Image-grounded pointing data
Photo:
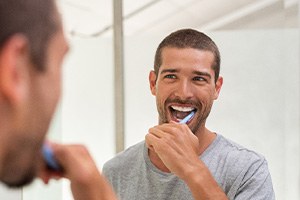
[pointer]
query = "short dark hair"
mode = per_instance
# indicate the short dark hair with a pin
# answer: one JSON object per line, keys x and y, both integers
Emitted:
{"x": 35, "y": 19}
{"x": 189, "y": 38}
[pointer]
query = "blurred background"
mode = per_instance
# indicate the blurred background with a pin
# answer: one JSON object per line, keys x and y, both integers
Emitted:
{"x": 258, "y": 106}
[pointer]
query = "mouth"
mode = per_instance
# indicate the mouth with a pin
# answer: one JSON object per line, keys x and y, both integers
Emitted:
{"x": 179, "y": 112}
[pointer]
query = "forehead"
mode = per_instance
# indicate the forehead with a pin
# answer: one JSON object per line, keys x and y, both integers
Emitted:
{"x": 187, "y": 58}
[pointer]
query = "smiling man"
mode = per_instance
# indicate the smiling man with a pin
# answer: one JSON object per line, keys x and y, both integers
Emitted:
{"x": 32, "y": 49}
{"x": 187, "y": 161}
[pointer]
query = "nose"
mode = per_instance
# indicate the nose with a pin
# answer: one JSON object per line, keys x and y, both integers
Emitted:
{"x": 184, "y": 90}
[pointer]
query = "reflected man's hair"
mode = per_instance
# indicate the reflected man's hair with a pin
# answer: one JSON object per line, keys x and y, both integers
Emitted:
{"x": 34, "y": 19}
{"x": 189, "y": 38}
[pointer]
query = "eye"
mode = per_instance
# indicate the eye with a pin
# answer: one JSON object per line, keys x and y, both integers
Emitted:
{"x": 170, "y": 76}
{"x": 199, "y": 78}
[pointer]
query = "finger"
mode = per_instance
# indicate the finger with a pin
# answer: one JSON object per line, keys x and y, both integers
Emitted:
{"x": 157, "y": 131}
{"x": 151, "y": 141}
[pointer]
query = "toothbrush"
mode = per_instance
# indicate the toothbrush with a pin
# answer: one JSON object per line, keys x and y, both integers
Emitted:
{"x": 49, "y": 158}
{"x": 187, "y": 118}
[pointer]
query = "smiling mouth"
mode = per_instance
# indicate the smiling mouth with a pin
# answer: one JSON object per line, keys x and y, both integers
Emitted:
{"x": 180, "y": 112}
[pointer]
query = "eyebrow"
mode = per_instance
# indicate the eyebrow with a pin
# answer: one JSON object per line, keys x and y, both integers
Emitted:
{"x": 199, "y": 73}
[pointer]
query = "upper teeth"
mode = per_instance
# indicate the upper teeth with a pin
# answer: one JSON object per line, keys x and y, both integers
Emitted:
{"x": 182, "y": 109}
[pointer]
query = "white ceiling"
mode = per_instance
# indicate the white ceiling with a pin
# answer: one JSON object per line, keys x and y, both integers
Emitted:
{"x": 144, "y": 17}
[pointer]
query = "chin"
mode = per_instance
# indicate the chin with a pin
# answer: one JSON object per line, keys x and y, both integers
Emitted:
{"x": 21, "y": 182}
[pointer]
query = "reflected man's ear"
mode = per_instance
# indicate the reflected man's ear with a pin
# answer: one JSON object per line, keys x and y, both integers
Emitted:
{"x": 219, "y": 84}
{"x": 14, "y": 69}
{"x": 152, "y": 82}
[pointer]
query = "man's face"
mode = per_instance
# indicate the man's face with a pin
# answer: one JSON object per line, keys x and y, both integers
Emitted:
{"x": 185, "y": 83}
{"x": 24, "y": 154}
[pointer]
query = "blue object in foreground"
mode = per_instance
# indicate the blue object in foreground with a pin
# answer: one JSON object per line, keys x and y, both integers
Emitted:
{"x": 49, "y": 158}
{"x": 187, "y": 118}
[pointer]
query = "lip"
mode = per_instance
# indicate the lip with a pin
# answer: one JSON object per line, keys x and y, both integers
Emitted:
{"x": 182, "y": 110}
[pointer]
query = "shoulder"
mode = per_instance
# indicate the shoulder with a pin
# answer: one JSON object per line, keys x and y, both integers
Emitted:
{"x": 238, "y": 152}
{"x": 234, "y": 158}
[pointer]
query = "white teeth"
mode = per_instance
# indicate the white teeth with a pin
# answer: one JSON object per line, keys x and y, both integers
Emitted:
{"x": 182, "y": 109}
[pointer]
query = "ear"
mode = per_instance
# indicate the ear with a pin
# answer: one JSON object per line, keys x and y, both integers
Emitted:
{"x": 152, "y": 81}
{"x": 219, "y": 84}
{"x": 14, "y": 70}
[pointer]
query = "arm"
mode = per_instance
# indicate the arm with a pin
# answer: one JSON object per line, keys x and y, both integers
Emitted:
{"x": 79, "y": 167}
{"x": 178, "y": 148}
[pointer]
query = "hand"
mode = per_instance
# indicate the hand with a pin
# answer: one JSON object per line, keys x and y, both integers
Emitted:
{"x": 176, "y": 146}
{"x": 79, "y": 167}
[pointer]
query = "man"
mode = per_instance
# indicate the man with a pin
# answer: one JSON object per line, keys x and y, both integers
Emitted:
{"x": 187, "y": 161}
{"x": 32, "y": 48}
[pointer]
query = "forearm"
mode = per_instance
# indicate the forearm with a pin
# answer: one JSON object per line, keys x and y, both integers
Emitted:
{"x": 202, "y": 184}
{"x": 94, "y": 188}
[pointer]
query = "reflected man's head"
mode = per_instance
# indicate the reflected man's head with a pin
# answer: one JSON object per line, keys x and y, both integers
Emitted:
{"x": 32, "y": 48}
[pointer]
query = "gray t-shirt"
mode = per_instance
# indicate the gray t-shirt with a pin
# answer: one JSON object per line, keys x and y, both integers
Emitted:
{"x": 241, "y": 173}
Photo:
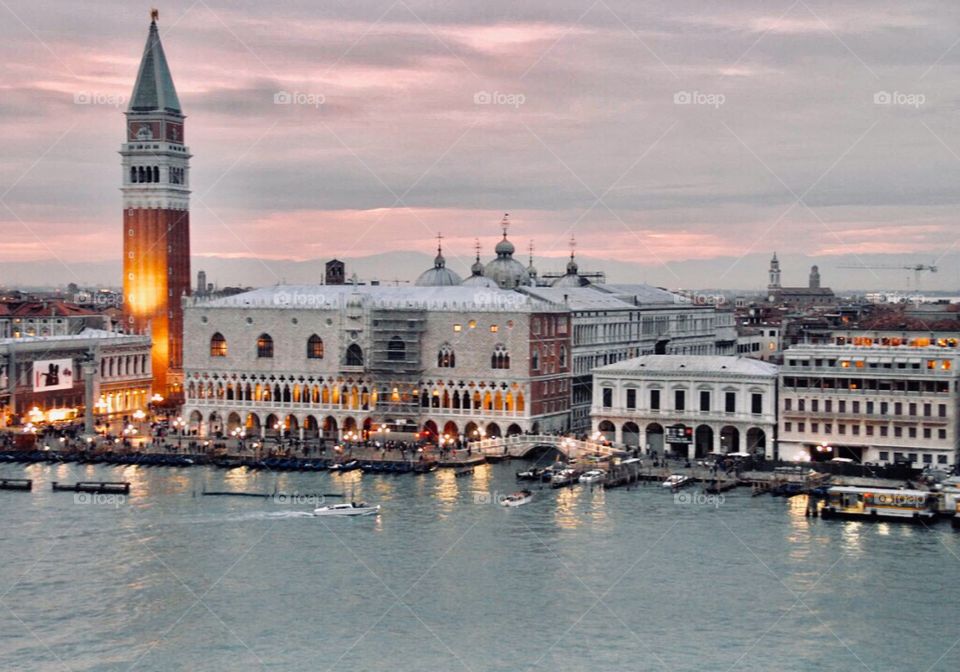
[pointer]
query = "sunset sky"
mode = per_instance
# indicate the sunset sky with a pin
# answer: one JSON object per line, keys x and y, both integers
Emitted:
{"x": 787, "y": 141}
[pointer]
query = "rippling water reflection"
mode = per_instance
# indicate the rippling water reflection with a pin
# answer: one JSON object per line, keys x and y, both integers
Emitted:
{"x": 446, "y": 579}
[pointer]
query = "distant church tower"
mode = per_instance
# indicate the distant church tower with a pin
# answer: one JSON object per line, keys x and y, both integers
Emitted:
{"x": 156, "y": 215}
{"x": 774, "y": 282}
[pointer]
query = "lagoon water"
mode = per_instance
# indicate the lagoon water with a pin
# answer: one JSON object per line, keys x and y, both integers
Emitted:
{"x": 447, "y": 580}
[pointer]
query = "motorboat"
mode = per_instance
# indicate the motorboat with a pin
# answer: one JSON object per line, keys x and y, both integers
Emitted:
{"x": 351, "y": 509}
{"x": 676, "y": 481}
{"x": 517, "y": 498}
{"x": 593, "y": 476}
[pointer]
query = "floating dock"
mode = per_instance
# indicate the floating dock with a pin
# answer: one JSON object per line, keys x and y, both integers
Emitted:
{"x": 95, "y": 487}
{"x": 21, "y": 484}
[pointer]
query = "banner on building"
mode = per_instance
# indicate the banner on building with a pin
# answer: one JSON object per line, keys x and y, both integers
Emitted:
{"x": 52, "y": 374}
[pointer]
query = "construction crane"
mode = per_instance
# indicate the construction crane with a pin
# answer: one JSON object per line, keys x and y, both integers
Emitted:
{"x": 916, "y": 268}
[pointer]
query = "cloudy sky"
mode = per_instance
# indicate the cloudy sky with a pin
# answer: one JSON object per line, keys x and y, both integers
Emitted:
{"x": 654, "y": 132}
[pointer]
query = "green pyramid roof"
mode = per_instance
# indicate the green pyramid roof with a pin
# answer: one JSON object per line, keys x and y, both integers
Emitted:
{"x": 154, "y": 90}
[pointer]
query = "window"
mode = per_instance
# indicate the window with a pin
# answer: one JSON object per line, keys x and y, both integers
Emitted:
{"x": 446, "y": 358}
{"x": 396, "y": 350}
{"x": 264, "y": 346}
{"x": 500, "y": 358}
{"x": 354, "y": 355}
{"x": 218, "y": 345}
{"x": 314, "y": 347}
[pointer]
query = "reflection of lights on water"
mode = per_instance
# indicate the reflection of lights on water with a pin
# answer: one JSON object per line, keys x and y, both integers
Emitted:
{"x": 565, "y": 513}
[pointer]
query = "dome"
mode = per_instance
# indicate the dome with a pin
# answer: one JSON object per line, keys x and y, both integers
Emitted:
{"x": 439, "y": 275}
{"x": 504, "y": 247}
{"x": 480, "y": 281}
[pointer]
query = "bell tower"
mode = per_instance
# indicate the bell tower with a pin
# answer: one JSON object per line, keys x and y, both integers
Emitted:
{"x": 156, "y": 215}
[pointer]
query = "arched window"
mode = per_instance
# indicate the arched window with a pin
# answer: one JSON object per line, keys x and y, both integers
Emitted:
{"x": 264, "y": 346}
{"x": 314, "y": 347}
{"x": 218, "y": 345}
{"x": 354, "y": 355}
{"x": 500, "y": 358}
{"x": 396, "y": 350}
{"x": 446, "y": 359}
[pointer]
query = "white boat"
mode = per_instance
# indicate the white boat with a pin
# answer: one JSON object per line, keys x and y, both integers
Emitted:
{"x": 593, "y": 476}
{"x": 517, "y": 498}
{"x": 675, "y": 481}
{"x": 351, "y": 509}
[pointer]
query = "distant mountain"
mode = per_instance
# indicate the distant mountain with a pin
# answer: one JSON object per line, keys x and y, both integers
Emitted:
{"x": 748, "y": 274}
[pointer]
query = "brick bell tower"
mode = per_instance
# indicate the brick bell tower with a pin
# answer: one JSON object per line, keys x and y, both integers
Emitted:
{"x": 156, "y": 215}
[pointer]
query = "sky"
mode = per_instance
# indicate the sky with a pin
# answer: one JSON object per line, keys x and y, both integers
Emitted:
{"x": 654, "y": 133}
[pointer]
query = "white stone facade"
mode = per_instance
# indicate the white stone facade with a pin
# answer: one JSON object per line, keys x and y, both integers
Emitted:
{"x": 727, "y": 403}
{"x": 447, "y": 360}
{"x": 875, "y": 404}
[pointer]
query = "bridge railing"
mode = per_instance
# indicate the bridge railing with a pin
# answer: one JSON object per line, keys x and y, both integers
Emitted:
{"x": 520, "y": 444}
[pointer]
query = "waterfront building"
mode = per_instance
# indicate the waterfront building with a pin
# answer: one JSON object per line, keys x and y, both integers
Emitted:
{"x": 688, "y": 405}
{"x": 871, "y": 398}
{"x": 615, "y": 322}
{"x": 321, "y": 360}
{"x": 46, "y": 317}
{"x": 156, "y": 215}
{"x": 42, "y": 378}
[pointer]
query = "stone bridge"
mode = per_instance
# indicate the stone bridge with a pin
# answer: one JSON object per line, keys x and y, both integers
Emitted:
{"x": 519, "y": 445}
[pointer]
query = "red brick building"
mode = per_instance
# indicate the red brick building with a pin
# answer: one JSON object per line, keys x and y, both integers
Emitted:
{"x": 156, "y": 216}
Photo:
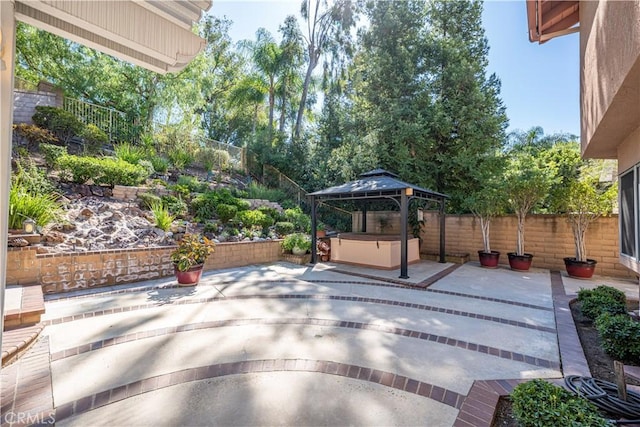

TASK OBJECTIVE:
From the first line of the entries above down to the line holding "# indicate the blurred background with a pin", quote each line exactly and nothing else, skipping pictures.

RESPONSE:
Photo:
[pointer]
query = "short dark hair"
mode = per_instance
# indicate the short dark hair with a pin
# answer: one JSON object per line, keys x and y, both integers
Emitted:
{"x": 35, "y": 19}
{"x": 189, "y": 38}
[pointer]
query = "blurred background"
mode = per_instance
# indicate the blurred background with a pin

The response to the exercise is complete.